[DATA SHOWN Boundary: Start]
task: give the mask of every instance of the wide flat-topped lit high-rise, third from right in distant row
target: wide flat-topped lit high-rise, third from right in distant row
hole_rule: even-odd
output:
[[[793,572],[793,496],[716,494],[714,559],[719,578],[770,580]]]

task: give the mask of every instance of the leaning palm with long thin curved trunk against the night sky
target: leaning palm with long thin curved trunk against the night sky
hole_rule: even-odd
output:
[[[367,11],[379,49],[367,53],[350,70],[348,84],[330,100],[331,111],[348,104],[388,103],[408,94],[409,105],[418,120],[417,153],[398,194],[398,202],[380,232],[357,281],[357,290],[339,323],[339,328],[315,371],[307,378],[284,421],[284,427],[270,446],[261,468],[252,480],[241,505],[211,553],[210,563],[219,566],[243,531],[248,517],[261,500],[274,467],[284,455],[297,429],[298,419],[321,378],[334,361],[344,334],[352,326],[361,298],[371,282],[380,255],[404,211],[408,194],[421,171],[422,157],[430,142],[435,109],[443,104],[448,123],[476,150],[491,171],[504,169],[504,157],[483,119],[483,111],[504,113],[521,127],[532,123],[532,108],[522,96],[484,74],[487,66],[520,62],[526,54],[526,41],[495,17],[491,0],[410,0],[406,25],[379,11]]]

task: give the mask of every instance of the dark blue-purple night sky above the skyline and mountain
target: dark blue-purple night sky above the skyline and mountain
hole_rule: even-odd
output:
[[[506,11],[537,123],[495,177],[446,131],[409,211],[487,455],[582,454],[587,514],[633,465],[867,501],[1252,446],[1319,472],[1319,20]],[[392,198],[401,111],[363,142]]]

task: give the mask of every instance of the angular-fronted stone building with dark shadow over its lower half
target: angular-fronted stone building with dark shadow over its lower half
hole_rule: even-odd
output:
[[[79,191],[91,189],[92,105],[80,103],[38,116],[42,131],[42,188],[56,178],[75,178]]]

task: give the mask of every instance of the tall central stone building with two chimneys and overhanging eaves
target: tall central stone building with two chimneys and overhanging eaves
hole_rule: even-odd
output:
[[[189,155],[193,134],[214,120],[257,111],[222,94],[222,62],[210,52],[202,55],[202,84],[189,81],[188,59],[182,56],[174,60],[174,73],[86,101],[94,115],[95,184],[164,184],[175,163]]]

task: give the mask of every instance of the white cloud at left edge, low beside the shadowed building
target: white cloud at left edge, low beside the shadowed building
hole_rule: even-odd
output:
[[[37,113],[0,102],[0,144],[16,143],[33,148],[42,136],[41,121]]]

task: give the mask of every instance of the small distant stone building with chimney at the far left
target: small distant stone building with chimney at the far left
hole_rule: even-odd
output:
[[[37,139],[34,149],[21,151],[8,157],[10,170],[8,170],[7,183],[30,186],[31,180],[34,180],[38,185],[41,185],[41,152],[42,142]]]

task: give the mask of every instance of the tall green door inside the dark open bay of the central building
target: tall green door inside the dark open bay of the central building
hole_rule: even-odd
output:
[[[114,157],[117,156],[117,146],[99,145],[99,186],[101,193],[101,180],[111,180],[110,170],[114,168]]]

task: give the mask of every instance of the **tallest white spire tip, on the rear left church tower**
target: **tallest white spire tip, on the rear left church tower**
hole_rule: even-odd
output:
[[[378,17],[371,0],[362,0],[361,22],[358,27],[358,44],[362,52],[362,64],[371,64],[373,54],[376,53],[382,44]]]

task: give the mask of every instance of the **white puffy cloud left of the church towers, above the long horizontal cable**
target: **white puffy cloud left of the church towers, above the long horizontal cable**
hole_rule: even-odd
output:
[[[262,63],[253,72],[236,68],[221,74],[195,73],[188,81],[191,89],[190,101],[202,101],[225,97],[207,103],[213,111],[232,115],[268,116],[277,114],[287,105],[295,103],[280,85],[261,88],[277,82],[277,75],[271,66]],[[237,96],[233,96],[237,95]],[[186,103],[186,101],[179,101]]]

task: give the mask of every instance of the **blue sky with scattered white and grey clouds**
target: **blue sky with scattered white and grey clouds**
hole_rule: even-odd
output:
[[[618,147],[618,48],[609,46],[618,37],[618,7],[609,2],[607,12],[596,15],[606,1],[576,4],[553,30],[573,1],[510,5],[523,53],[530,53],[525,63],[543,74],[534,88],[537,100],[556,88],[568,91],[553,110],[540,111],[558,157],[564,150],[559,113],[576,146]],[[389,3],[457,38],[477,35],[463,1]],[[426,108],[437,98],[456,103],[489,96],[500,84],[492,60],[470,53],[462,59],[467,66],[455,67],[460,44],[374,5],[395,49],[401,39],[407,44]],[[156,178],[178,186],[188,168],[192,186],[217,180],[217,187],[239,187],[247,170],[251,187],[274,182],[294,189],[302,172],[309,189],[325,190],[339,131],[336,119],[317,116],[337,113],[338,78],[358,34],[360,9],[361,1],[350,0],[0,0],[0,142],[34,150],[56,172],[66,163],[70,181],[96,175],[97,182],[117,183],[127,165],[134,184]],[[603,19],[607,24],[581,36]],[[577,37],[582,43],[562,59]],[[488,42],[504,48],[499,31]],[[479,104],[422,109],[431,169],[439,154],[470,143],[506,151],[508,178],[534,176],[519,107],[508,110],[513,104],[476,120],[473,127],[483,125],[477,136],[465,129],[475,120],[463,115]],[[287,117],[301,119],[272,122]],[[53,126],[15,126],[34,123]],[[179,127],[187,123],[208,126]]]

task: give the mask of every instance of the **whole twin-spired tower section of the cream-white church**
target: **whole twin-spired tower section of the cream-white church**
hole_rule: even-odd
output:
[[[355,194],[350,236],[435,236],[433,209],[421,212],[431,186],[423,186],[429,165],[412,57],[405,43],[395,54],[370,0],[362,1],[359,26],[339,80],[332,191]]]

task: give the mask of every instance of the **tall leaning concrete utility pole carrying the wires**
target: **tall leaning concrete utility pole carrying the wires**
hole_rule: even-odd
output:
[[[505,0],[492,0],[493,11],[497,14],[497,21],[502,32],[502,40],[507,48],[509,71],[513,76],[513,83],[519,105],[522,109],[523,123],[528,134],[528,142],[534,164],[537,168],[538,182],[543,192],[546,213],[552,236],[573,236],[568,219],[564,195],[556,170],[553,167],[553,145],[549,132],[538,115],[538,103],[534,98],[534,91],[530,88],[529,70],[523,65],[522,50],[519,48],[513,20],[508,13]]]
[DATA SHOWN Boundary: End]
◆ ACTIVITY: All lines from the one that holds "target: **whole twin-spired" to the end of the entries above must be transcribed exactly, both ends included, and no others.

◆ RESPONSE AREA:
target: **whole twin-spired tower section of the cream-white church**
hole_rule: even-odd
output:
[[[355,194],[350,236],[435,236],[433,209],[421,212],[431,186],[423,186],[429,165],[412,57],[405,43],[395,54],[370,0],[362,1],[359,26],[339,80],[332,191]]]

task: give the mask of every instance of the **tall leaning concrete utility pole carrying the wires**
target: **tall leaning concrete utility pole carrying the wires**
hole_rule: even-odd
output:
[[[505,0],[492,0],[493,11],[497,14],[497,21],[502,32],[502,40],[507,48],[509,71],[513,76],[513,83],[519,105],[522,109],[523,123],[528,134],[528,142],[534,164],[537,168],[538,182],[543,192],[546,213],[552,236],[573,236],[568,219],[564,195],[556,170],[553,167],[553,145],[549,132],[538,115],[538,103],[534,98],[534,91],[530,88],[529,70],[523,65],[522,50],[519,48],[513,20],[508,13]]]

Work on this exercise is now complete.